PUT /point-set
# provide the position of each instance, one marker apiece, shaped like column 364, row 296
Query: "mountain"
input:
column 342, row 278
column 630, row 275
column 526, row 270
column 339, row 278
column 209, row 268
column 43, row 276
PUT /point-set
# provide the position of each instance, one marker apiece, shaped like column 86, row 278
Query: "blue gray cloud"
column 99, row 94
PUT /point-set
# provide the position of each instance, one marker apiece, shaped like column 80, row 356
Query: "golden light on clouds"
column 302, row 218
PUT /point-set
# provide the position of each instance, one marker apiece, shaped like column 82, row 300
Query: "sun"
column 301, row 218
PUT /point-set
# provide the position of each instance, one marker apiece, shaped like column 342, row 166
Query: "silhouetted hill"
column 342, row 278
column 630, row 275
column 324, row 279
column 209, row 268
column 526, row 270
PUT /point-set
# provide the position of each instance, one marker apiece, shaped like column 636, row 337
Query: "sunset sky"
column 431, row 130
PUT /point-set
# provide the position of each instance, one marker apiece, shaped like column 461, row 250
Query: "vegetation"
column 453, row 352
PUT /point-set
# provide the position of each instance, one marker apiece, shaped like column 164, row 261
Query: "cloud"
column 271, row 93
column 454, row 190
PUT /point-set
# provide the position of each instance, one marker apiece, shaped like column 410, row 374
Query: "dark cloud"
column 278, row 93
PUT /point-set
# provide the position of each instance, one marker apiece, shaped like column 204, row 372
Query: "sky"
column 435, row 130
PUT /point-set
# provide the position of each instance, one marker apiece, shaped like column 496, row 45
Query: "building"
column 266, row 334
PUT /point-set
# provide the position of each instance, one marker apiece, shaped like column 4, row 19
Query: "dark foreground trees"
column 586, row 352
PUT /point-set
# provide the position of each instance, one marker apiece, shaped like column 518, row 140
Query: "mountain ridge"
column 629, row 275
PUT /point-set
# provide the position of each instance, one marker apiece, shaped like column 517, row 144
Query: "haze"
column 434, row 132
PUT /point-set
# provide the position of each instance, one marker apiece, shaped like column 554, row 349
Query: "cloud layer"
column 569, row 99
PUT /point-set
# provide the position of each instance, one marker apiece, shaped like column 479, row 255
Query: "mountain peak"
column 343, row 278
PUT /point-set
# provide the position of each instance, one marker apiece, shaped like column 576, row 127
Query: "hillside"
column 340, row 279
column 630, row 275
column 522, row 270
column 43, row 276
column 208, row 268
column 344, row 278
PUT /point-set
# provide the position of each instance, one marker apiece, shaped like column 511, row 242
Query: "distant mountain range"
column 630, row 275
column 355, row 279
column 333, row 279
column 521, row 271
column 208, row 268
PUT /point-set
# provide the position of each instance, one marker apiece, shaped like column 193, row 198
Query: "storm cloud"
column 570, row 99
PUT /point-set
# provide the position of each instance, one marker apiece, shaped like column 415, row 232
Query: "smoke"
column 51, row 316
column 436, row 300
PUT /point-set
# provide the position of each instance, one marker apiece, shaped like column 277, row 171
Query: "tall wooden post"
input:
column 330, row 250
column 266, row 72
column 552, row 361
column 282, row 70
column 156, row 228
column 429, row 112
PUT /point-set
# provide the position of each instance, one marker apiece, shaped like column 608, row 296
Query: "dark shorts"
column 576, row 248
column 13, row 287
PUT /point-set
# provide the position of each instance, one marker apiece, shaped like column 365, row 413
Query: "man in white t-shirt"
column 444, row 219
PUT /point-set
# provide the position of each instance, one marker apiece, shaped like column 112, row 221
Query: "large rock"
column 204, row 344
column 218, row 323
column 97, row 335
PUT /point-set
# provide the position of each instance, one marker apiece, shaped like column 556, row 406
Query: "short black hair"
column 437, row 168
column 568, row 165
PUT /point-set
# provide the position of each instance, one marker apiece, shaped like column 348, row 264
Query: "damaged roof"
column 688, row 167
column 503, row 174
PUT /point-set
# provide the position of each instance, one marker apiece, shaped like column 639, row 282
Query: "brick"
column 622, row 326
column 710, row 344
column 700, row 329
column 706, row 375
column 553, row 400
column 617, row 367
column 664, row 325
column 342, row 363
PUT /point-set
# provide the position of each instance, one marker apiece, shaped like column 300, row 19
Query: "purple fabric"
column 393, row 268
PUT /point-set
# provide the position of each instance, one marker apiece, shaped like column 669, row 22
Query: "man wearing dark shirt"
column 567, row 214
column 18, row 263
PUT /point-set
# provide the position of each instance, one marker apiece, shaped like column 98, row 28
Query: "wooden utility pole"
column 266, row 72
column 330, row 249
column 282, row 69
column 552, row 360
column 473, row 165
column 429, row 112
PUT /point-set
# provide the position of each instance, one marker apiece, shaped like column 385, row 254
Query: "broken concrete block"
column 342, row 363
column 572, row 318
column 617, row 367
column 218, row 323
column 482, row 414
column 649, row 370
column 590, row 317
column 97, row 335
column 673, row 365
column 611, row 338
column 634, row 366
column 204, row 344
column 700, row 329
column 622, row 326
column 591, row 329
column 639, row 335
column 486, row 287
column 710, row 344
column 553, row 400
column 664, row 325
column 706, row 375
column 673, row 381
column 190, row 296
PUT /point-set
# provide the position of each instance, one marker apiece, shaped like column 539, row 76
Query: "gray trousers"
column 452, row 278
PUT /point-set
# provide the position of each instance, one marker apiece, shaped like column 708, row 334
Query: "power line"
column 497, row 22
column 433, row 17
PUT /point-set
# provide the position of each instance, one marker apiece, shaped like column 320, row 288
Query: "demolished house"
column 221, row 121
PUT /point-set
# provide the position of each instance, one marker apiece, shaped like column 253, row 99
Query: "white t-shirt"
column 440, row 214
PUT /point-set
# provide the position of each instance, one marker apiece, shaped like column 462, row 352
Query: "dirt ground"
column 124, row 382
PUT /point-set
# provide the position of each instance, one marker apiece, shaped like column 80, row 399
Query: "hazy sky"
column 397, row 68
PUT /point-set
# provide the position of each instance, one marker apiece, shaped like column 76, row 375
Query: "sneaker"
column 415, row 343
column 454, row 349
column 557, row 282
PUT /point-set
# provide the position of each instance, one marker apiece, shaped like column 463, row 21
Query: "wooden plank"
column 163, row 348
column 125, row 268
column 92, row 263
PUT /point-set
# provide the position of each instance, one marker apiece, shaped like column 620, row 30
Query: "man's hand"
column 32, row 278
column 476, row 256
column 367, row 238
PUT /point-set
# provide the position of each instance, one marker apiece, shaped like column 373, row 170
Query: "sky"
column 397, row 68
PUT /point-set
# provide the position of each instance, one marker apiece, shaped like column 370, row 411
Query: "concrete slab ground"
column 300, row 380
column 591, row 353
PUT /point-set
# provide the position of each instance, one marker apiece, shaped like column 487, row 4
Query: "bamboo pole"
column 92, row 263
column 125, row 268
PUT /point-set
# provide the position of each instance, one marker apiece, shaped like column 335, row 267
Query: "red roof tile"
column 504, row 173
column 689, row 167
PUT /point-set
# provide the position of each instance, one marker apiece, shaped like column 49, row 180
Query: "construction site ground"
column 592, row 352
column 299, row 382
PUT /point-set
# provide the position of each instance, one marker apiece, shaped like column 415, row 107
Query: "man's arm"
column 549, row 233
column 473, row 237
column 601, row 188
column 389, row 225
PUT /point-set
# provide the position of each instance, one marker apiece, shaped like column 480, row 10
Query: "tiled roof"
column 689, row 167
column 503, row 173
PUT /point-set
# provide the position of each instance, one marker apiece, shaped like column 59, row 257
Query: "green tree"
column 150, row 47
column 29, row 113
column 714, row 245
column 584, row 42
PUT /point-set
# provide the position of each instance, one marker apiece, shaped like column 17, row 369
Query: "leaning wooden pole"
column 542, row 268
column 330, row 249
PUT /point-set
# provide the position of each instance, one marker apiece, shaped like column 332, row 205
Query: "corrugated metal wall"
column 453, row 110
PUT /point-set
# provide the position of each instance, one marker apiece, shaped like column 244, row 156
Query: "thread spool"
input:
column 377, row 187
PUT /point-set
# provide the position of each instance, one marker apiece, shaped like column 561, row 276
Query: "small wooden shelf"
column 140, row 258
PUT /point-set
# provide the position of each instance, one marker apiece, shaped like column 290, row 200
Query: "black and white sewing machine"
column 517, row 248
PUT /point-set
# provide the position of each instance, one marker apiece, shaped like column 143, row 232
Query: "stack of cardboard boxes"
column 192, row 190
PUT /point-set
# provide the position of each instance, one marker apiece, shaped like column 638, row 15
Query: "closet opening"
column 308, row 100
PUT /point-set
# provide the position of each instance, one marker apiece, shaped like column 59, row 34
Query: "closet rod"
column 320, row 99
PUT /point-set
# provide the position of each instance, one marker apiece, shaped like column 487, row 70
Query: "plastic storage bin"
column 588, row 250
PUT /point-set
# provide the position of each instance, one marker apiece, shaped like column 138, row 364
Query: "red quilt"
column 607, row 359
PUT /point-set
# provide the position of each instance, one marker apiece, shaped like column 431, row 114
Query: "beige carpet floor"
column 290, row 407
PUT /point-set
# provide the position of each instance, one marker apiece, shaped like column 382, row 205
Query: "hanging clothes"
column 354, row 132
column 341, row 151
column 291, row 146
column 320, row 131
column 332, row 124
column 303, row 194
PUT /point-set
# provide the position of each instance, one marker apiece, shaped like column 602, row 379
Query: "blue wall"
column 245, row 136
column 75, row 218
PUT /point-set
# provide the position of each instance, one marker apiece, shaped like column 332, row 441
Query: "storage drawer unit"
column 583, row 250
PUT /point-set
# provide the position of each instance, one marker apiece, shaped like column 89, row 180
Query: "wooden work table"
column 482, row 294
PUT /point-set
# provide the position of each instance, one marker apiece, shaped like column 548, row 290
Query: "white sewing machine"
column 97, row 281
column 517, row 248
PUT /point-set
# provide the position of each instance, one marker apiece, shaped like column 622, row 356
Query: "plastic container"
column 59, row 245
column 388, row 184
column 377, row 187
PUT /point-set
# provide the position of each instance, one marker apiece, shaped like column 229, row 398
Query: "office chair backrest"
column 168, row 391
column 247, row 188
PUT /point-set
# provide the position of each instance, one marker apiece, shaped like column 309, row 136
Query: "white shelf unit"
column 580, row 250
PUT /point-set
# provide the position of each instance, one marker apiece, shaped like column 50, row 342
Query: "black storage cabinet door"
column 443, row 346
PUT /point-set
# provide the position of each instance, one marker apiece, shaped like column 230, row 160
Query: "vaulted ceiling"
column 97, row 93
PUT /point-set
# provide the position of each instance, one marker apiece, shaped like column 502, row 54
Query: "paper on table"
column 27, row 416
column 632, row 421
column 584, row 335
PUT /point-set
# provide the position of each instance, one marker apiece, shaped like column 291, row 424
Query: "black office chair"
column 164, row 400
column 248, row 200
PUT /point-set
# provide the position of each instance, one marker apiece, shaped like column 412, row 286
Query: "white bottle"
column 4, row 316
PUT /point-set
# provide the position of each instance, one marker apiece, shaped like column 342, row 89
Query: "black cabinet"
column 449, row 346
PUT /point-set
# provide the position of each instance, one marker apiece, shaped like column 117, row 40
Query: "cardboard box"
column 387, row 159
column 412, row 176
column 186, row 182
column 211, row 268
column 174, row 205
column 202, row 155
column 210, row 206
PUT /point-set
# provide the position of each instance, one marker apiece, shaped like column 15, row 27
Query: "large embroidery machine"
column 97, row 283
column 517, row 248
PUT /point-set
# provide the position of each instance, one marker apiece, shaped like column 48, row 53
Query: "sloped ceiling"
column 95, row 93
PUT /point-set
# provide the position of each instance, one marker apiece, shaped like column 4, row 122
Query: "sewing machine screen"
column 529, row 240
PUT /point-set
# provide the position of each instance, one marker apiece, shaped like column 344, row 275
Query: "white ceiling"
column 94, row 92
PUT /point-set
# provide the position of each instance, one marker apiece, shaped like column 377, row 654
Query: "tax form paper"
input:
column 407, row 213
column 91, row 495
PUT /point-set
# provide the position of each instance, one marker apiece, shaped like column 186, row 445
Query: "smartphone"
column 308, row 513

▶ _DIRECTIONS_
Look back at the data above. Transcribe exactly the lines starting at the line that contains "415, row 107" and ending at the line that contains "17, row 369".

▶ _RESPONSE BOX_
# provide the position of each instance, one marker apiece, shaped like column 415, row 107
Query: "man's arm"
column 549, row 233
column 473, row 237
column 601, row 188
column 389, row 225
PUT /point-set
# provide the position of each instance, one marker apiece, shaped like column 480, row 10
Query: "tiled roof"
column 689, row 167
column 503, row 173
PUT /point-set
# provide the position of each instance, one marker apiece, shaped like column 59, row 257
Query: "green tree"
column 150, row 47
column 29, row 113
column 714, row 245
column 584, row 42
PUT /point-set
# provide the position of each instance, one marker apiece, shaped like column 17, row 369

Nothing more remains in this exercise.